▶ _EXPLORE THE MATERIAL_:
1. In the pulse wave velocity abstract, reproduce word for word the part that opens with the words containing "Abstract P382: Differential" and closes with "same arterial characteristics.".
2. Condense the paragraph of the pulse wave velocity abstract beginning "Background: Carotid-femoral PWV" while keeping its main facts.

▶ _EXCERPT TO READ_:
--------------------------------

Abstract P382: Differential Distributions of Carotid-Femoral and Brachial-Ankle Pulse Wave Velocity with Age and Race: The ARIC Study
Background: Carotid-femoral PWV (cfPWV), a well-studied measure of central arterial stiffness is associated with cardiovascular disease and mortality. Brachial-ankle PWV (baPWV) is commonly used in Asian countries as a measure of peripheral arterial stiffness. Few studies have evaluated the population distributions of cfPWV and baPWV and the degree to which they may measure the same arterial characteristics.
Objectives: Characterize cfPWV and baPWV in a population of older adults by age, gender and race.
Methods: We analyzed 2,403 adults (1473 females; mean age 75 years) from the population-based Atherosclerosis Risk in Communities (ARIC) study who had data on cfPWV and baPWV, after excluding 763 individuals due to arrhythmias, 165 with BMI >40 kg/m2, and 300 with missing covariates of interest. Technicians used Omron VP-1000 plus system (Colin Co., Komaki, Japan) and followed a standardized protocol, to measure cfPWV and baPWV twice, and the results were averaged. The cumulative distributions of cfPWV and the right baPWV by age dichotomized at median, sex and race (African American (AA) and non-AA) were evaluated with the Kolmogorov-Smirnov test and the relationship between cfPWV and baPWV assessed by the Pearson correlation coefficient.

--------------------------------

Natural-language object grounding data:
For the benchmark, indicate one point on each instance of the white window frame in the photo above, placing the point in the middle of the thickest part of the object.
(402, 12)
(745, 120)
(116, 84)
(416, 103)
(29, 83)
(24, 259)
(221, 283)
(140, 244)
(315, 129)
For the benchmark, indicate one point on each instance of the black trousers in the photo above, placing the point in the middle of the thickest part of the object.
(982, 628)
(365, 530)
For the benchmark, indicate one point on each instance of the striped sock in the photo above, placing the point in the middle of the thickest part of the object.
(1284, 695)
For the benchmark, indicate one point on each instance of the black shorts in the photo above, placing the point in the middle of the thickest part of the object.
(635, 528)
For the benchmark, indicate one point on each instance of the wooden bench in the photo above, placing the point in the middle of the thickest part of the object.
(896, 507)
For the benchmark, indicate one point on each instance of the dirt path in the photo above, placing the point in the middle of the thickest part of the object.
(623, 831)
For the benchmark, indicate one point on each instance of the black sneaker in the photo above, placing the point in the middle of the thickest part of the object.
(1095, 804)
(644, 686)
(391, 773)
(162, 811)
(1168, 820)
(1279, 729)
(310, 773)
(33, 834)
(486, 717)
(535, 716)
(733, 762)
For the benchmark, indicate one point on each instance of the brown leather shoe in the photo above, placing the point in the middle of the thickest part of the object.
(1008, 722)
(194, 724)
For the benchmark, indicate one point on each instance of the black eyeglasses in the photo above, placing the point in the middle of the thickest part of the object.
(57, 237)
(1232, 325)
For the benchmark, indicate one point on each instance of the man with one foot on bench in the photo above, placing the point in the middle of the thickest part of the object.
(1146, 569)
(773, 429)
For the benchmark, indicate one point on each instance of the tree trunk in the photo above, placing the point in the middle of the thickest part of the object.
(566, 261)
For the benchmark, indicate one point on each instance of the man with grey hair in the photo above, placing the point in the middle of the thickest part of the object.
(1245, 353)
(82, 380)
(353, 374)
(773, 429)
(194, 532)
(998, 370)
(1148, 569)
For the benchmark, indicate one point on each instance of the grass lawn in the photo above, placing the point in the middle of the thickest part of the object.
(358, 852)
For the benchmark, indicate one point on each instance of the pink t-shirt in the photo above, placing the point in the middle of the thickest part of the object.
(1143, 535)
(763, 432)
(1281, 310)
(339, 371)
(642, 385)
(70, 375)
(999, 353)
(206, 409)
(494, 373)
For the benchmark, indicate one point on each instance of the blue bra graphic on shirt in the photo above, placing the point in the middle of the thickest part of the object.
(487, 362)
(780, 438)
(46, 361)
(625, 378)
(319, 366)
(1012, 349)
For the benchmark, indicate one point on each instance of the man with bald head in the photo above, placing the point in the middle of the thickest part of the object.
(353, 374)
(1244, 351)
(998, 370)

--------------------------------

▶ _PER-TASK ANSWERS_:
1.
Abstract P382: Differential Distributions of Carotid-Femoral and Brachial-Ankle Pulse Wave Velocity with Age and Race: The ARIC Study
Background: Carotid-femoral PWV (cfPWV), a well-studied measure of central arterial stiffness is associated with cardiovascular disease and mortality. Brachial-ankle PWV (baPWV) is commonly used in Asian countries as a measure of peripheral arterial stiffness. Few studies have evaluated the population distributions of cfPWV and baPWV and the degree to which they may measure the same arterial characteristics.

2. Carotid-femoral PWV (cfPWV) measures central arterial stiffness and is linked to cardiovascular disease and mortality. Brachial-ankle PWV (baPWV) is common in Asian countries as a measure of peripheral arterial stiffness. Few studies have examined how the two are distributed in populations or how far they measure the same arterial characteristics.